== GIVEN RECORDS ==

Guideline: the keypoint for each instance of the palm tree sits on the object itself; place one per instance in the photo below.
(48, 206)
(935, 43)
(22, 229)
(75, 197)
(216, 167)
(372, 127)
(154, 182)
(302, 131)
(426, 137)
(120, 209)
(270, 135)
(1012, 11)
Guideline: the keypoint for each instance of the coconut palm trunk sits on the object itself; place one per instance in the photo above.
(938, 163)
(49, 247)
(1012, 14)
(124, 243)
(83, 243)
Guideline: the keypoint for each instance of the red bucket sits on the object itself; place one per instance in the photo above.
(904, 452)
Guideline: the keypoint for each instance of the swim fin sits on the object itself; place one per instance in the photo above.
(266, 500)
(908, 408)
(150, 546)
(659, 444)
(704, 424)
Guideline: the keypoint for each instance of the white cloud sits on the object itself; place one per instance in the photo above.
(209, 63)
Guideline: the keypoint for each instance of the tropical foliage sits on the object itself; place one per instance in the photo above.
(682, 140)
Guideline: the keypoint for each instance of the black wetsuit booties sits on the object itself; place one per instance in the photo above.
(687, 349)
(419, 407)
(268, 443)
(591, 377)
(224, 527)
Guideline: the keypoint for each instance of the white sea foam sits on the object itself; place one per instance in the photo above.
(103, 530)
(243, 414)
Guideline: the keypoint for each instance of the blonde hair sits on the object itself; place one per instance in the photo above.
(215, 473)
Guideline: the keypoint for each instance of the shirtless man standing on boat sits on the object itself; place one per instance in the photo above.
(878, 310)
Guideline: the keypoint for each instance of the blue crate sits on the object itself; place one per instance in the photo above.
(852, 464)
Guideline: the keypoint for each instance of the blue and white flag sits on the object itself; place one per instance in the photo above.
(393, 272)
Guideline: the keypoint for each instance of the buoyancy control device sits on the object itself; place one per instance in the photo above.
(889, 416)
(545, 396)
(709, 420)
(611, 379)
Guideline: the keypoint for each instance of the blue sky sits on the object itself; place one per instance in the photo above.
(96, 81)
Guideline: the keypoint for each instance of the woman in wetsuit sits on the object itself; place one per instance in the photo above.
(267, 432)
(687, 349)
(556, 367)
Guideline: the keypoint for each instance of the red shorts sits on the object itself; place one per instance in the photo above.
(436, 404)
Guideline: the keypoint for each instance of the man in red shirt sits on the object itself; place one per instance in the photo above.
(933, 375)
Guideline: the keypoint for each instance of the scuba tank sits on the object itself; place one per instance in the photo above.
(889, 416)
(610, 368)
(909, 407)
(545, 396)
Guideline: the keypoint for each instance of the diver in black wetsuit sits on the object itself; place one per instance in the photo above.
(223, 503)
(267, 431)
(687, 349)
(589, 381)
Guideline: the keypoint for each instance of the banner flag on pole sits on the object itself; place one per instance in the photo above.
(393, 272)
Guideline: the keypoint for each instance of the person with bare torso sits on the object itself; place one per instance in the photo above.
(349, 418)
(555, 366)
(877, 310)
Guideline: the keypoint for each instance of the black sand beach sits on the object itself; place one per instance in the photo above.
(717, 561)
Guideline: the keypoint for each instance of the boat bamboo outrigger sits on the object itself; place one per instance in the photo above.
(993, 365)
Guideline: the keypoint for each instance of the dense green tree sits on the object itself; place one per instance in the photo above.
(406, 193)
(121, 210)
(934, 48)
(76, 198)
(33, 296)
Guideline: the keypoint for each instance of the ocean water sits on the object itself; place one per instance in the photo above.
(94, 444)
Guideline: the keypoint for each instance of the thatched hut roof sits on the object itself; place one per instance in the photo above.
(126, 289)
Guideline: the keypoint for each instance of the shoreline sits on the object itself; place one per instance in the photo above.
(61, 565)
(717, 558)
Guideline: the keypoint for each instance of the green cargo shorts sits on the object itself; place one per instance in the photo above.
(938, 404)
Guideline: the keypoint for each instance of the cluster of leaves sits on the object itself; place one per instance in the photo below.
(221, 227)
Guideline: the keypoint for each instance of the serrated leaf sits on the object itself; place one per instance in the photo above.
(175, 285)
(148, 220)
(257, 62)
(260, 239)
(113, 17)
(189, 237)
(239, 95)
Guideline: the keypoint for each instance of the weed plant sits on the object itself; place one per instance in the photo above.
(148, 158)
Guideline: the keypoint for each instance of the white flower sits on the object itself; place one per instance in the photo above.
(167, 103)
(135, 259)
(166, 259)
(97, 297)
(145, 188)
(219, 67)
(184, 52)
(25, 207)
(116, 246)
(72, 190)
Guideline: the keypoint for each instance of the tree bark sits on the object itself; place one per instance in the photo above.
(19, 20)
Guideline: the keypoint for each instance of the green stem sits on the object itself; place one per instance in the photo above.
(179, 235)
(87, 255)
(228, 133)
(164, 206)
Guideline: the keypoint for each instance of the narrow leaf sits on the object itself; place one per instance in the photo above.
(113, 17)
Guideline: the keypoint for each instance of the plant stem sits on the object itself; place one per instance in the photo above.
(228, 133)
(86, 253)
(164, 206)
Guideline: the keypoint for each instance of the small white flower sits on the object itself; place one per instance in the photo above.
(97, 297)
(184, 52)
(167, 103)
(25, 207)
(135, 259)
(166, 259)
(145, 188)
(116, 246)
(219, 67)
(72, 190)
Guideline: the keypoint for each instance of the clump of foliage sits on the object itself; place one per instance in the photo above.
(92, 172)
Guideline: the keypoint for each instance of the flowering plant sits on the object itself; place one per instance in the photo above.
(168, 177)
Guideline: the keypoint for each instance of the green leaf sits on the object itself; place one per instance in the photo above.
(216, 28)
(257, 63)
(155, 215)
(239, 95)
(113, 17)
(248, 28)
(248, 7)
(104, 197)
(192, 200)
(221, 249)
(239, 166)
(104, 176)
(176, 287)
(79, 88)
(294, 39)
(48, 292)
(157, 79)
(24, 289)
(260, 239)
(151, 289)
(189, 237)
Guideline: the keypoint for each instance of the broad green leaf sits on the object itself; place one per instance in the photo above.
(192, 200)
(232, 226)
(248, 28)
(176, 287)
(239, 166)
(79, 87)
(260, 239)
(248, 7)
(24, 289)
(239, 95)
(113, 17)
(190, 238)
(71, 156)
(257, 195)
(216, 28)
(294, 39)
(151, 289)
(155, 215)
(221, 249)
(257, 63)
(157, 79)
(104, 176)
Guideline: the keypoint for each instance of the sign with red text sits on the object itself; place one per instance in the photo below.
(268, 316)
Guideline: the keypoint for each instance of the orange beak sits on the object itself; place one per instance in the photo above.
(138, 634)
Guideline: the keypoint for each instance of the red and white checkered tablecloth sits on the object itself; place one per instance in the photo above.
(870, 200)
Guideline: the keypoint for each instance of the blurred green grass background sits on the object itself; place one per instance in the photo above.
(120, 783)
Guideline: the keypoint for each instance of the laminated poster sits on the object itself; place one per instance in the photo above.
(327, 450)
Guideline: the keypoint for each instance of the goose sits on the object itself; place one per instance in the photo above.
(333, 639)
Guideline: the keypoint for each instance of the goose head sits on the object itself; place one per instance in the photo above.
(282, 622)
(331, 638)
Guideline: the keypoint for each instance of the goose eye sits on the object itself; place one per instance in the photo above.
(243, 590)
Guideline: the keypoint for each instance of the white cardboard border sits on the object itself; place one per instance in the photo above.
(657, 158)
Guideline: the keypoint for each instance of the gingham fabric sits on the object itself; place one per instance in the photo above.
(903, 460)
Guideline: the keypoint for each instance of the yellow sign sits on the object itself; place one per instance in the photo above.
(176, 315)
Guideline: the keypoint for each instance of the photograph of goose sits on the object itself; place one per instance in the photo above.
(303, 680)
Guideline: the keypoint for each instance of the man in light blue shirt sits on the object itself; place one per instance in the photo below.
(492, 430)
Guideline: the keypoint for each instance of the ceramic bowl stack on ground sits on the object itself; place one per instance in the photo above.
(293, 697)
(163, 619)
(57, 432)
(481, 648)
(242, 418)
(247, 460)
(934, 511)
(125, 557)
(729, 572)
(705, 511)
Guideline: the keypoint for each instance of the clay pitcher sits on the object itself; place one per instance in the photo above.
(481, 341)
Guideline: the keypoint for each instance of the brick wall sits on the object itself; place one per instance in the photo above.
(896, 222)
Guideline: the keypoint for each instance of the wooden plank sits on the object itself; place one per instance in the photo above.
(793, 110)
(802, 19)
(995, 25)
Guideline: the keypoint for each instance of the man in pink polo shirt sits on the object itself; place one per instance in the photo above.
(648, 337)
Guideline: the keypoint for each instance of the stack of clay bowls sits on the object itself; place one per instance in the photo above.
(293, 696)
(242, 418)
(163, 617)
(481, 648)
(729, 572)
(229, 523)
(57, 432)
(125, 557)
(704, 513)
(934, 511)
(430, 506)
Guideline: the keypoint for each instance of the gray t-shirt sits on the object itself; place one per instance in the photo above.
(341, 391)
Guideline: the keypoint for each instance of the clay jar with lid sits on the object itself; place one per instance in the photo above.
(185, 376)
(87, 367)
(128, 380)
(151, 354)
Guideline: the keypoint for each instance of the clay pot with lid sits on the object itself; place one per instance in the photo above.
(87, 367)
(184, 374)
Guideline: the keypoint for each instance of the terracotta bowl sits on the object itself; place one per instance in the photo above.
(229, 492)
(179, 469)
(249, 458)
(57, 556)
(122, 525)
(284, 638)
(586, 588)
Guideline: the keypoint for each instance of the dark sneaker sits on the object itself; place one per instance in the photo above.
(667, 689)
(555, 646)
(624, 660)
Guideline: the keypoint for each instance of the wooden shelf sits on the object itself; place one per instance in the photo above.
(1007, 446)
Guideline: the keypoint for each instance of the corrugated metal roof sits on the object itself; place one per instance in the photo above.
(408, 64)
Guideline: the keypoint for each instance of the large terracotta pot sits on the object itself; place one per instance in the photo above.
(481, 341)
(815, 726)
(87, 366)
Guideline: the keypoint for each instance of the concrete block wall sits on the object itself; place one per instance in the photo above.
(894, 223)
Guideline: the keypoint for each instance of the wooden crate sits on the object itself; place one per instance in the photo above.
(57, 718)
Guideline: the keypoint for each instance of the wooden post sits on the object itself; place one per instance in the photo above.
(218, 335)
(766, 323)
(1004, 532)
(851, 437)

===

◆ WHAT YOU HAVE TO DO
Find "Guideline: the keypoint for each instance of the wooden post" in the records. Copy its line and every line after it, exactly, through the last one.

◆ RESPONSE BELOW
Guideline: the keypoint for each instance of the wooden post sits on the object itself; place one per instance in the photo above.
(218, 335)
(766, 323)
(1004, 532)
(851, 437)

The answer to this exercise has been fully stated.